> Your goal
Among the lines of the records below, copy those that hold the word "white".

> Available data
•••

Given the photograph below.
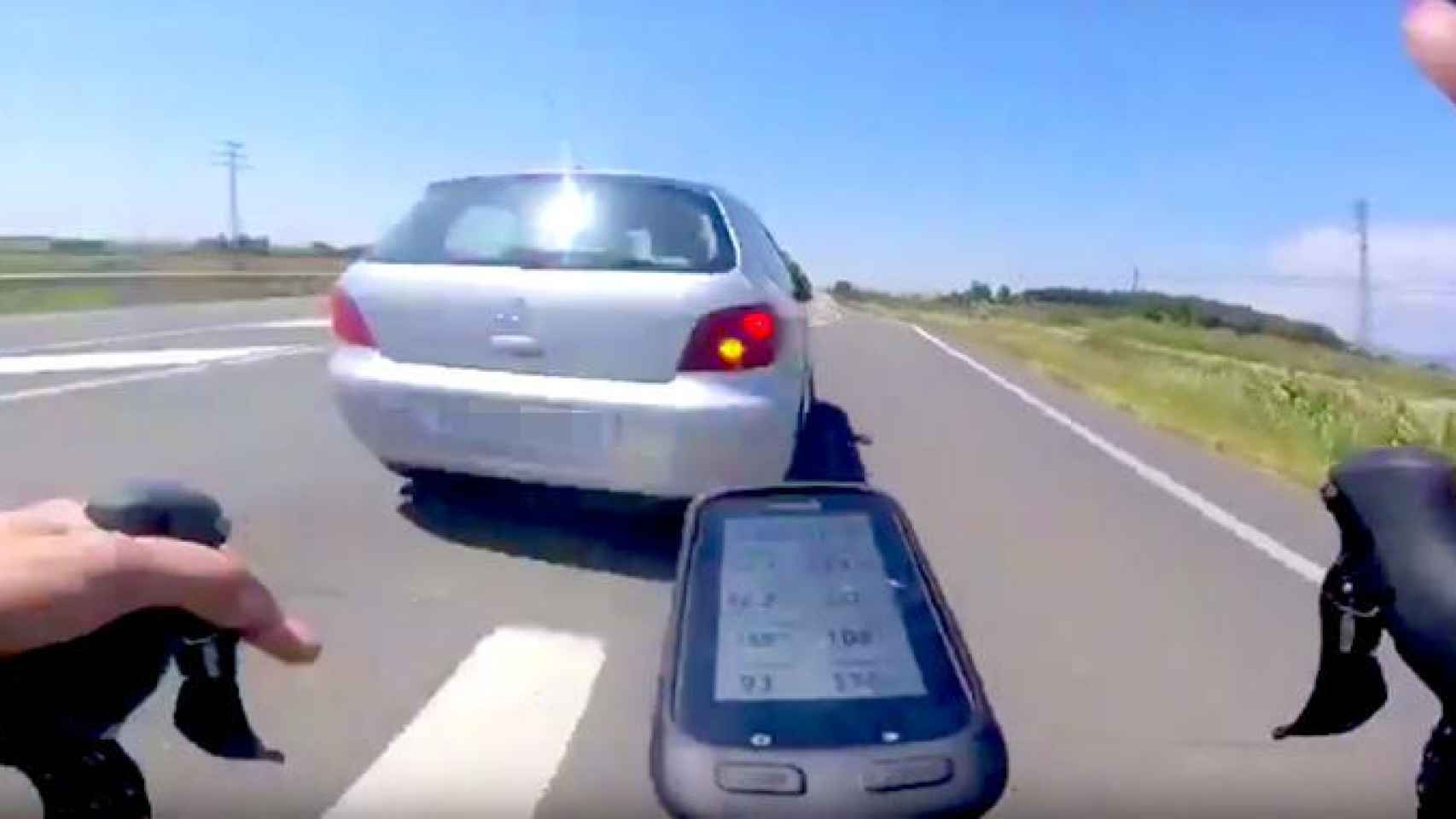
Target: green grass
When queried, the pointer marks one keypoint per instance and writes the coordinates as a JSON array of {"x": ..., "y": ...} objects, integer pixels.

•••

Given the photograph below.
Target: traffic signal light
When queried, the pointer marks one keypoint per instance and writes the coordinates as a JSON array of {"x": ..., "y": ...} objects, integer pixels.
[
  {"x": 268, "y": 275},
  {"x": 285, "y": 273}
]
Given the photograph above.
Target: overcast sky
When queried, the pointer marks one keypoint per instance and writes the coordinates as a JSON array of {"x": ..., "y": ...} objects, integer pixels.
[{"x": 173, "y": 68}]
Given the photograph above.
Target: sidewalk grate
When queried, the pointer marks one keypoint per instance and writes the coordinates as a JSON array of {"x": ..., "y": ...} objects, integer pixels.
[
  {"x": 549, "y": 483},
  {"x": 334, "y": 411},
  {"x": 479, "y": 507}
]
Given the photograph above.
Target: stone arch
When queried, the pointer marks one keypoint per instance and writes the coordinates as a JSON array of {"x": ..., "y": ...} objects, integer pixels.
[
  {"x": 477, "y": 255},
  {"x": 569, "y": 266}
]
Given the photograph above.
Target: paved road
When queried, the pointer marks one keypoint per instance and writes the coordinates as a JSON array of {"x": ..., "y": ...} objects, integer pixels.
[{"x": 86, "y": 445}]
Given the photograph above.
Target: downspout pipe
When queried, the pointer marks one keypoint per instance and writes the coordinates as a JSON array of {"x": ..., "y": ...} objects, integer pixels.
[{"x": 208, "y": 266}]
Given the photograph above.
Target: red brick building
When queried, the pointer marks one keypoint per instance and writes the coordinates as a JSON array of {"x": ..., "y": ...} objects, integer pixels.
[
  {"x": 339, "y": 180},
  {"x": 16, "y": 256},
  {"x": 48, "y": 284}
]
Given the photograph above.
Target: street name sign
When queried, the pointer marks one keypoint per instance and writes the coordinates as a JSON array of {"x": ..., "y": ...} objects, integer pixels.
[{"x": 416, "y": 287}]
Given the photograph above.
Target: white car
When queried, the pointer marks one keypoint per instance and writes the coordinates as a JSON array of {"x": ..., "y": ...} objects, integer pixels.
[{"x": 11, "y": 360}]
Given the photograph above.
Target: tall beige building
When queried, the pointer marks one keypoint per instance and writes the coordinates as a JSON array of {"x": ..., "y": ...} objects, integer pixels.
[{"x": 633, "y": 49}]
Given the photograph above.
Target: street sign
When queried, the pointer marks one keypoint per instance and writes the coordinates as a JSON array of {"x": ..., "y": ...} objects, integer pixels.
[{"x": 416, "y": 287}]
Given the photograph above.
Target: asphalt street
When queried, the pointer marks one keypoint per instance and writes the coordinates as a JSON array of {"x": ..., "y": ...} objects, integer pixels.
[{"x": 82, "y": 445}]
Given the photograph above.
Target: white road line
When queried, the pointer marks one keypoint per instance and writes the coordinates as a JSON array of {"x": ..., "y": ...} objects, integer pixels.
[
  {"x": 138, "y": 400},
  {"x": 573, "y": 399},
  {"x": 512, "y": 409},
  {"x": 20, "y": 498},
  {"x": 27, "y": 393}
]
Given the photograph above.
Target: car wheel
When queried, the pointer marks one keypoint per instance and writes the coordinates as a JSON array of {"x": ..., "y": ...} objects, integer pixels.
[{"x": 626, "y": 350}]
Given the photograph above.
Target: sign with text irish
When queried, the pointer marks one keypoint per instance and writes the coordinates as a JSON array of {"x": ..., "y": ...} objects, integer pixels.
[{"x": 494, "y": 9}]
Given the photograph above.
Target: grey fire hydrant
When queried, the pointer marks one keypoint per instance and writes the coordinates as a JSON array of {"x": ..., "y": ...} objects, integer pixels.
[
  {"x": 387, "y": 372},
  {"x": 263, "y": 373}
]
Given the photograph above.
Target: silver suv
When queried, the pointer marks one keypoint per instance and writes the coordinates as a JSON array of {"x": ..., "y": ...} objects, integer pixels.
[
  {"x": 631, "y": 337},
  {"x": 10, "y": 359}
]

•••

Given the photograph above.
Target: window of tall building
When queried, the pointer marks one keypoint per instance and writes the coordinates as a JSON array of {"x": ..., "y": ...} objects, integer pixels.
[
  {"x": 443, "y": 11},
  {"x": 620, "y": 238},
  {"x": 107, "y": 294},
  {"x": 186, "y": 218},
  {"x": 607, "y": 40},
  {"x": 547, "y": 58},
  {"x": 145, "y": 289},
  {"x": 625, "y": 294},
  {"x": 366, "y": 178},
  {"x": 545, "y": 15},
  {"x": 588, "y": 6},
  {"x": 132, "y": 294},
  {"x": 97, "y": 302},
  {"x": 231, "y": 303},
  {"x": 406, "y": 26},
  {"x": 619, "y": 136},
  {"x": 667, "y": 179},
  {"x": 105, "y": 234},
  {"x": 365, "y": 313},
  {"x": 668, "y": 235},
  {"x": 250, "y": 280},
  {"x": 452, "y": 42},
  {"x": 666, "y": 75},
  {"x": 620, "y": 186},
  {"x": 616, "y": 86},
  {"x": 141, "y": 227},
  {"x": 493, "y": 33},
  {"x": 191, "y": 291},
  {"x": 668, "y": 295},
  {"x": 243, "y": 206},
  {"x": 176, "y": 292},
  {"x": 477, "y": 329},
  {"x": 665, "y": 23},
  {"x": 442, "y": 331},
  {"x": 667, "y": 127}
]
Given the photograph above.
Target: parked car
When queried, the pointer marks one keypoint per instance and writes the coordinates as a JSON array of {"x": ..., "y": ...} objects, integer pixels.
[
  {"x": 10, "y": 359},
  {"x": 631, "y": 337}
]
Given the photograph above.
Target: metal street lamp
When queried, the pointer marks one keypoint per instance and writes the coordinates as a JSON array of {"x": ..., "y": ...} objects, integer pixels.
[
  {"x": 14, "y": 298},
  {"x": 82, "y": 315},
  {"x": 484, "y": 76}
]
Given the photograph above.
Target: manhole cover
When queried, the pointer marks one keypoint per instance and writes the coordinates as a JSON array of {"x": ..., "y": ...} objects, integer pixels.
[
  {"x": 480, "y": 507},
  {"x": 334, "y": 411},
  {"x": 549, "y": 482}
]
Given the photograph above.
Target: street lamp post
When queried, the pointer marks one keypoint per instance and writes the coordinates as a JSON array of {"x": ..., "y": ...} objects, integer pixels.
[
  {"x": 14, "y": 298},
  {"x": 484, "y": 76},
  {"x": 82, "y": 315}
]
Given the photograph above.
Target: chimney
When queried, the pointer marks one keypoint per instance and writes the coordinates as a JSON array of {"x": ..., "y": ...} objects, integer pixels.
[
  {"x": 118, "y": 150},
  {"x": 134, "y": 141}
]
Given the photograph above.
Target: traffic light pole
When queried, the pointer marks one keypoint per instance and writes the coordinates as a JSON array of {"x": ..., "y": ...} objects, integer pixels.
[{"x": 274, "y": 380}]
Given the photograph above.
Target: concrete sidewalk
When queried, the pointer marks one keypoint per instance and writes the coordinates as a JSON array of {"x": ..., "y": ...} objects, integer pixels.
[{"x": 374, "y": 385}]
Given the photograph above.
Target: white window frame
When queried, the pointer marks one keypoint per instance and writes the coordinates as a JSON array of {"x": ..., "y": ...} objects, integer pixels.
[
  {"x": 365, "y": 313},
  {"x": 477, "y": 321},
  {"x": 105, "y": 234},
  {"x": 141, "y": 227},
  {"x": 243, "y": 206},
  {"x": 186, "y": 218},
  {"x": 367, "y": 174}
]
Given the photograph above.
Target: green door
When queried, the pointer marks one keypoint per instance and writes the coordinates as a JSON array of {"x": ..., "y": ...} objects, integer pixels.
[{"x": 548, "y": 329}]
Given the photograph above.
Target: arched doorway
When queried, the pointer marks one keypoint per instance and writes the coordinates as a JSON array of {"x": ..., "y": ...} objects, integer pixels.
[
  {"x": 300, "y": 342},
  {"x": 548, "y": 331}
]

•••

> Answer to this exercise
Target: white car
Target: white road line
Target: white window frame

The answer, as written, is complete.